## 提供テキスト

そんな祖母も先ほど亡くなった。
亡くなる前、祖母はダンナの母をじっと見つめて、涙を一杯溜めてあぁーと言いながら、息を引き取ったらしい。
たぶん、感謝したのだろうな。
介護をして約10年、これが長いのか短いのかは、私にはわからないが、とにかくダンナの母は良く頑張った。自宅介護を周りの施設に入れたほうがいいのではというアドバイスがあったにも関わらず、自宅にこだわり、介護の仕方を勉強して、徹底した熱意で祖母と向き合った。
経済的にダンナが支え、ダンナの母は介護に徹する事が出来た。
私は結婚してから、ダンナの母が病院通いし始めてからのほんの手伝い程度だったが、何か大事な事を学んだような気がする。
祖母にも、世話をするダンナの母にも。
通夜の際、ダンナの母はかた時も祖母の傍からはなれず、送り出す時は普段取り乱す事の無いダンナの母が私の母に支えられながら、声を上げて泣いた。
一言では言えない深い思いが悲しむダンナの母を見ていて痛感した。
ダンナは祖母に背負われて田んぼの畦道をあやされながら歩いたのが俺の原風景なんだよと、灰になった祖母を見ながら、寂しそうに語ったのを私は忘れる事が出来ない。

## 抽出エントリ
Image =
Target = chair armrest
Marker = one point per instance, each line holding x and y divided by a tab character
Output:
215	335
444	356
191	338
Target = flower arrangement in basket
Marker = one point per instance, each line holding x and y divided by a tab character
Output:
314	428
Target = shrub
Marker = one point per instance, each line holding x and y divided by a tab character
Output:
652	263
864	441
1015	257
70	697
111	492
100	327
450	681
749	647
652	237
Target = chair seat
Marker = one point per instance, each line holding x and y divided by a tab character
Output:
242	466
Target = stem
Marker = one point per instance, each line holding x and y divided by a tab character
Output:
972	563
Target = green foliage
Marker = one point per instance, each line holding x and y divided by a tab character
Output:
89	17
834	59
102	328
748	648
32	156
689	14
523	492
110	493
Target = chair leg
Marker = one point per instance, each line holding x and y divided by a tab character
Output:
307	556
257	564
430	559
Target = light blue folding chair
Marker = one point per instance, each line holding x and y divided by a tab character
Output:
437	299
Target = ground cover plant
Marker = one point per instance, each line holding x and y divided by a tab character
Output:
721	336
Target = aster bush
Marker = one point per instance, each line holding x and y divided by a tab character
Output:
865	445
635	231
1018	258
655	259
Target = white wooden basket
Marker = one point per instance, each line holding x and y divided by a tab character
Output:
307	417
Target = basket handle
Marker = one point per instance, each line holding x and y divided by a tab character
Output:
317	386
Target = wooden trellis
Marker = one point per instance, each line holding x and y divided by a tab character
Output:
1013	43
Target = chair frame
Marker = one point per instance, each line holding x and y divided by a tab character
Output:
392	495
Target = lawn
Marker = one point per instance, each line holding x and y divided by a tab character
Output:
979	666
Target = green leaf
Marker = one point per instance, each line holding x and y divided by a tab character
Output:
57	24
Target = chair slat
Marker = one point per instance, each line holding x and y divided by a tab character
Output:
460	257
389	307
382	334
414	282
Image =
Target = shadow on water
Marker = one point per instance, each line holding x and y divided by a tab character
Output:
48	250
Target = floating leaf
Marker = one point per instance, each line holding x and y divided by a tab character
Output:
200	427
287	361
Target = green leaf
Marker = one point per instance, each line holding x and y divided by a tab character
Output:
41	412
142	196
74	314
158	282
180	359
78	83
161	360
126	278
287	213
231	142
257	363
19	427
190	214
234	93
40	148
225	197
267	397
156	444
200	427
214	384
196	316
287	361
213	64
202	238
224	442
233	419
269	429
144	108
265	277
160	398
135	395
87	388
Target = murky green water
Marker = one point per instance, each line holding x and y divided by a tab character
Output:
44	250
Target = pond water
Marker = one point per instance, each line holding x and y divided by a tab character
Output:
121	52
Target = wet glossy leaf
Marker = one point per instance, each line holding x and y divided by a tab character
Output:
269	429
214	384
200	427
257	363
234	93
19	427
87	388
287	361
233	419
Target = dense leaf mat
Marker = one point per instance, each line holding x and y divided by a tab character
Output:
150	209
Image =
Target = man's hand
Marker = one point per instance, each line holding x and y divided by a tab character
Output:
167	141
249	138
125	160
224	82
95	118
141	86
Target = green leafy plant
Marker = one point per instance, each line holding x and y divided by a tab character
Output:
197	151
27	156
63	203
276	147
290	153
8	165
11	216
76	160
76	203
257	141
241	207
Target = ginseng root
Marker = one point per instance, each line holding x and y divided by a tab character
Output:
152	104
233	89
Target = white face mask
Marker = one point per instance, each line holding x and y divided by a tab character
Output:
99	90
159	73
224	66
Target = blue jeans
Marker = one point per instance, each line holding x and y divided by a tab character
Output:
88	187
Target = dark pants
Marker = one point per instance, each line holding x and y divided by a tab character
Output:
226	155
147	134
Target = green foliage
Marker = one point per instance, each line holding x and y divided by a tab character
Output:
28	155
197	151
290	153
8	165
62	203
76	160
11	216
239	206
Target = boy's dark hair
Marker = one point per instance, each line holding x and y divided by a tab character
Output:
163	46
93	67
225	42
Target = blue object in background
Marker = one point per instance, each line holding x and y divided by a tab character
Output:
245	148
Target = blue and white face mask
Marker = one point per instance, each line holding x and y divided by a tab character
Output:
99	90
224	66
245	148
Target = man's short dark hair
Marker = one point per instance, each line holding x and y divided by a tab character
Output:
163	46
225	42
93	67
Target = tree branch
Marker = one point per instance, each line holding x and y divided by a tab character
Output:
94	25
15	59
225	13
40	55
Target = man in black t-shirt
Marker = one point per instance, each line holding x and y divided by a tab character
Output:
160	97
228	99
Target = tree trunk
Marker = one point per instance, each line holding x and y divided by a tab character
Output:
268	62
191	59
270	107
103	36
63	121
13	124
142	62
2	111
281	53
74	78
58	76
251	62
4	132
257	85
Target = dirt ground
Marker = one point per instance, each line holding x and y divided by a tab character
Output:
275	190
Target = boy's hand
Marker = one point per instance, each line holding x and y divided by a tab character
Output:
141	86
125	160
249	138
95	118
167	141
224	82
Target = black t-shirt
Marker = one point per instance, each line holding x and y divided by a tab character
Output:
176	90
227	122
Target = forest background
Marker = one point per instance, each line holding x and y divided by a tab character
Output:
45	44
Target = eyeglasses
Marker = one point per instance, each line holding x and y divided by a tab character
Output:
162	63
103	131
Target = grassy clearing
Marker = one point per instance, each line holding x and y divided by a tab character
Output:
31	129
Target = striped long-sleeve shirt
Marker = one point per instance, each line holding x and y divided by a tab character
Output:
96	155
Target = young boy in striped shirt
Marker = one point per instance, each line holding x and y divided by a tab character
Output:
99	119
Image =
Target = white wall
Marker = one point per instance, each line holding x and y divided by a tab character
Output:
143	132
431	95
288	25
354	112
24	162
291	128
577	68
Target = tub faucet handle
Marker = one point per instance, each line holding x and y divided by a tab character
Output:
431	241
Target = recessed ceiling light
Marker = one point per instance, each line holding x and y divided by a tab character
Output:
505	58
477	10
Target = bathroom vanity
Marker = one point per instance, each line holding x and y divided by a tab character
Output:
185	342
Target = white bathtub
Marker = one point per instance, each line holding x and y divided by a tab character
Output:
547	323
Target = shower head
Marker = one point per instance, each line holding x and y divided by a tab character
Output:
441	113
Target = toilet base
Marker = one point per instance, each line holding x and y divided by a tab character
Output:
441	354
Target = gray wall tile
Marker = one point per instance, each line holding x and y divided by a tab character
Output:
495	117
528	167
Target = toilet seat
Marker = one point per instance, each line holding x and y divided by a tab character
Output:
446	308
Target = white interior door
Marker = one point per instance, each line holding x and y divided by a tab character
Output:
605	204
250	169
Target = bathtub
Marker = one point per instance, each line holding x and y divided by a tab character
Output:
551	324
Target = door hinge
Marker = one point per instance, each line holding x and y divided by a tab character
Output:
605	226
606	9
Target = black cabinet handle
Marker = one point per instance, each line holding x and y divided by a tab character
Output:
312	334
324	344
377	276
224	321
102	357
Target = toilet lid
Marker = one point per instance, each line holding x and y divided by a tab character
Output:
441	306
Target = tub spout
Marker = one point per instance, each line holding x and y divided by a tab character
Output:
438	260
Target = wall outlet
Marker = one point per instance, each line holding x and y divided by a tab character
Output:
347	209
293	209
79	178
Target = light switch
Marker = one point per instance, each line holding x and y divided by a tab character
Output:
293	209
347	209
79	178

...

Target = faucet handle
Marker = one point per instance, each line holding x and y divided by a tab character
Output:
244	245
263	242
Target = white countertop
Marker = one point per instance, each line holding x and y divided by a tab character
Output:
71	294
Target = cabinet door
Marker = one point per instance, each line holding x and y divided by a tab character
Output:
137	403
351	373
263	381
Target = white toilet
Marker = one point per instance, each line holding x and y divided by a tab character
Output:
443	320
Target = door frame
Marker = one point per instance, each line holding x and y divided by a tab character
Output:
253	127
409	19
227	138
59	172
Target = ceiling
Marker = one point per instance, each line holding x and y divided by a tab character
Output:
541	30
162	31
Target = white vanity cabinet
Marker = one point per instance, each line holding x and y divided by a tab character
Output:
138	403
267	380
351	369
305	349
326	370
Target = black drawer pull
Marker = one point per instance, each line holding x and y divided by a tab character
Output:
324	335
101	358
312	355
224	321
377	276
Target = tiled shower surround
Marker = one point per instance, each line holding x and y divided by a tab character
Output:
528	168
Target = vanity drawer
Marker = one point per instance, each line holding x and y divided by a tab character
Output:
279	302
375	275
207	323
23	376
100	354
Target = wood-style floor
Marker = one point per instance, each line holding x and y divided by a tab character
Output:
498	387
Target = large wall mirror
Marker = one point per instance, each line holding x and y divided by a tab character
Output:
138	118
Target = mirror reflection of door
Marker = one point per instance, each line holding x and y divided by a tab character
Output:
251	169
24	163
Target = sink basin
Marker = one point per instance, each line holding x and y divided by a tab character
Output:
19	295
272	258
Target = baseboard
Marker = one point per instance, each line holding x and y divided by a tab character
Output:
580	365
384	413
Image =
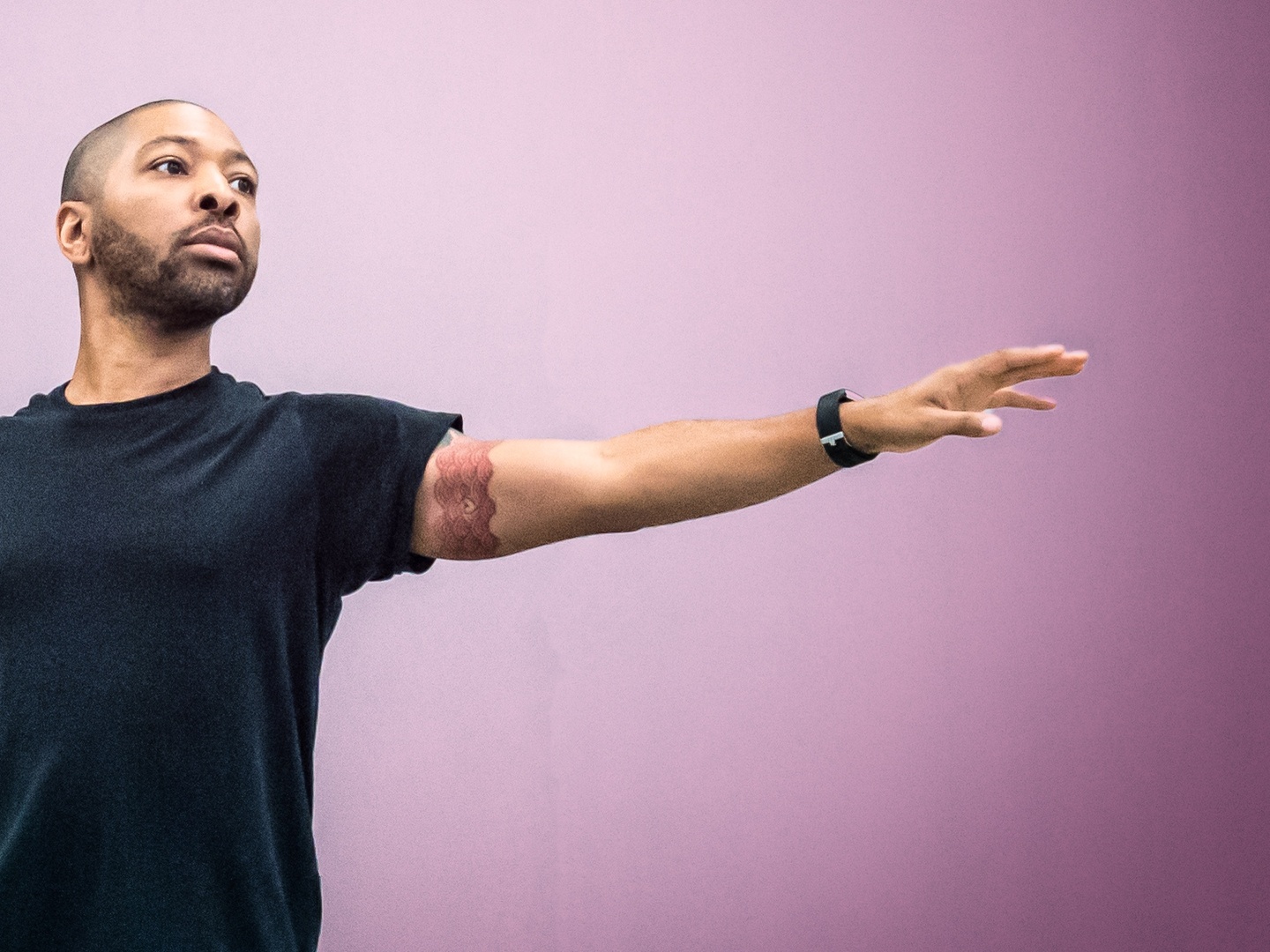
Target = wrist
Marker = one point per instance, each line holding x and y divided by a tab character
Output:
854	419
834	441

* * *

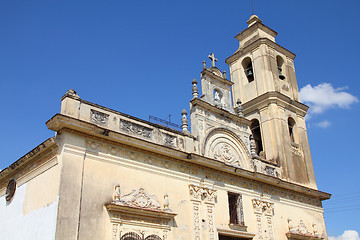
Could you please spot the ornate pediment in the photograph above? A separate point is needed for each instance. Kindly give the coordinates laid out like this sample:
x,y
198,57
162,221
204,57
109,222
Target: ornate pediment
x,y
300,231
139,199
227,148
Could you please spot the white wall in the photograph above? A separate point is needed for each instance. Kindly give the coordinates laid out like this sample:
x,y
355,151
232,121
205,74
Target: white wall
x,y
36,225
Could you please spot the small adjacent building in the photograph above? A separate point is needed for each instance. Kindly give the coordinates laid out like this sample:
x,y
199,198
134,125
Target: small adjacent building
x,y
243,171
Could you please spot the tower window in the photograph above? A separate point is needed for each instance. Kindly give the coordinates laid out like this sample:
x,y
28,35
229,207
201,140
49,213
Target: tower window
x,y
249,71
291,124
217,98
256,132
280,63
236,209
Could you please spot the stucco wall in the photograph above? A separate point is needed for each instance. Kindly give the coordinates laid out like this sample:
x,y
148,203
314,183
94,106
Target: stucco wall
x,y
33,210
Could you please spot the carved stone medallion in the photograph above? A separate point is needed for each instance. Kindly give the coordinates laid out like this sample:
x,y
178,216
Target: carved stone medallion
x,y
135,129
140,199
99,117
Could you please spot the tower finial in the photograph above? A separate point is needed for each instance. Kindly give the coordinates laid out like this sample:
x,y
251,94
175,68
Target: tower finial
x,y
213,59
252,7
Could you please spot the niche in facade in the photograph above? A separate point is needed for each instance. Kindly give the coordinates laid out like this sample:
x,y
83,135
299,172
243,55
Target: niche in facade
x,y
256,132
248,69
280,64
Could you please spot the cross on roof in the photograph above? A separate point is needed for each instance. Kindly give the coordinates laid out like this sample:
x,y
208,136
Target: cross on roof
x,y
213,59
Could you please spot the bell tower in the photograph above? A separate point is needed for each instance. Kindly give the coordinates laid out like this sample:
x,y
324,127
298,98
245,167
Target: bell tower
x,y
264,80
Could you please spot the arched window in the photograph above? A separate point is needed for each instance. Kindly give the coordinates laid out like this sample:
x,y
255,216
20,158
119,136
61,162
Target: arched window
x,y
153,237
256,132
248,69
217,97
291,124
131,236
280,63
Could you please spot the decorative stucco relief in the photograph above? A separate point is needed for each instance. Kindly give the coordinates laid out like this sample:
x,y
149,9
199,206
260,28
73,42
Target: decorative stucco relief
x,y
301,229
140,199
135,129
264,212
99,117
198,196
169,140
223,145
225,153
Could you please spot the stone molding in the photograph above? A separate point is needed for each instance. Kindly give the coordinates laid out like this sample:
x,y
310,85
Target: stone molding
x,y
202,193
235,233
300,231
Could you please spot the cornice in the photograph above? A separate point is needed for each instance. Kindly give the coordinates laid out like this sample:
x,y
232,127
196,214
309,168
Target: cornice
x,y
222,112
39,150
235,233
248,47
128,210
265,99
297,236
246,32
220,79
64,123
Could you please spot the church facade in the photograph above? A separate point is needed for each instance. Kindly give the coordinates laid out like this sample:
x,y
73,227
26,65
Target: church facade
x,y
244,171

## 課題の目的
提供テキストについて、次の問いに答えてください。
1. ダンナの母が祖母の介護をした期間は約何年ですか。
2. 経済的に支えたのは誰ですか。
3. 送り出す時、声を上げて泣いたダンナの母を支えたのは誰ですか。

## 解答は以下
1. 約10年です。
2. ダンナです。
3. 私の母です。